:: Passage
Of late there has been some discussion over the verse in the Qur'an concerning the "beating" of your wife.  I was wondering if you could explain this verse a bit further.  It seems as though the initial reading of the verse would justify physically hurting your wife if she was out of line.  Is that really the case?




answer (from the Understanding Islam site):

Maintaining a balance between responsibility and authority is an important issue in modern Organizational Theory.  There can be a difference of opinion regarding the extent of power (authority) delegated for performing a particular duty (responsibility); but obviously, if someone is assigned a duty he must be given a reasonable degree of authority that is necessary to perform his tasks.  For example, if we assign the Police Department the task of prevention of crime in a society, we will have to give the necessary degree of authority to the personnel of that department.  In case we refuse to do so then the department cannot be held responsible for any crime committed in the society.  As stated earlier, there can be a difference of opinion regarding the extent of the authority given to perform a particular duty but the basic principle that every responsibility must entail adequate authority cannot be questioned.

Keeping the above explanation in mind, consider the concept of the "society".  Society has generally been defined as the web of relationships and interactions among human beings.  A closer look at society shows that its basic and primary unit is the family; actually, society, as a whole, is nothing more than the various family groups that comprise it.  Therefore, in building a stable society, it is of utmost importance that this basic and primary unit should be given all the stability that it can be given.  It is only for this reason that most, if not all the teachings of Islam regarding the social set up are directed towards achieving this particular end.  Obviously, one of the most important requirements for providing stability to the institution of family is to build it up on a sound basis and to define its authority/responsibility hierarchy.  If you look at the referred verse closely, you shall see that it is actually giving this definition.  The verse reads as follows:

"Men [as husbands] are responsible for their women because God has made the one superior to the other [in different spheres] and because they spend of their wealth.  Therefore, righteous women are obedient [to their husbands] and guard their secrets as God has also guarded secrets.  As for those from whom you fear refusal of obedience, admonish them and [if this does not effect their behavior then] leave them alone on their beds and [if even this does not effect their behavior then] beat them." (Al-Nisaa 4: 34)
::::
:: Collected data
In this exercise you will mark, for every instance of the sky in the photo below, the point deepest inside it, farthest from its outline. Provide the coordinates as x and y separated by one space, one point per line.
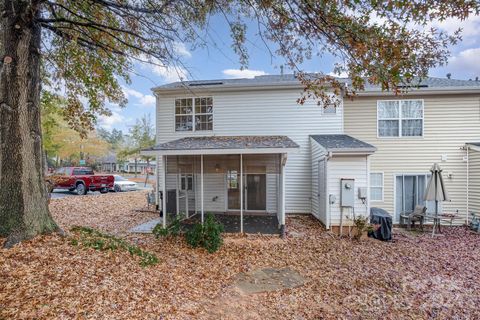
::::
Written exercise A: According to the passage on the Qur'an verse, what is the basic and primary unit of society?
Written exercise B: Continue the explanation of the Qur'an verse about the "beating" of a wife, picking up after the quoted verse.
The listing has no role here.

Final result A: The family.

Final result B:
Marriage between two individuals is the beginning of the formation of a family and for a family to be properly constituted and organized, which in turn would result in a stable society, the referred verse has given it a responsibility/authority structure.  A typical family normally consists of a man, a woman and their children.  An important point to note in this verse is that rather than defining the whole responsibility/authority structure, the verse has restricted its definition to the responsibility/authority relationship between a man and his wife.  The reason for restricting this definition only to a man and his wife, and not mentioning the position of children, is also quite obvious.  It is only here that man, in general, has and can commit a mistake.  Obviously, no one will object when we say that parents - father and mother - are jointly and severally responsible for the proper upbringing and well being of their children.  However, when it comes to man and wife, we may, by "rashly" applying the principle of equality, make a mistake.  Thus, it is only in the case of the husband-wife relationship that the Qur'an has provided its guidance.

According to the referred verse, it is actually the men (as husbands) who are ultimately responsible for providing their women with an atmosphere, which is conducive for their well being (in this world as well as in the hereafter) and, as a result, for the whole family.  Two reasons have been given for delegating the position of the head of the family unit to men.  Firstly, because it is they who have been made responsible for earning the livelihood for all the family members; and secondly, because, in comparison to women, they are more suited physically and emotionally to be given this responsibility, just as women are more suited for a number of other responsibilities.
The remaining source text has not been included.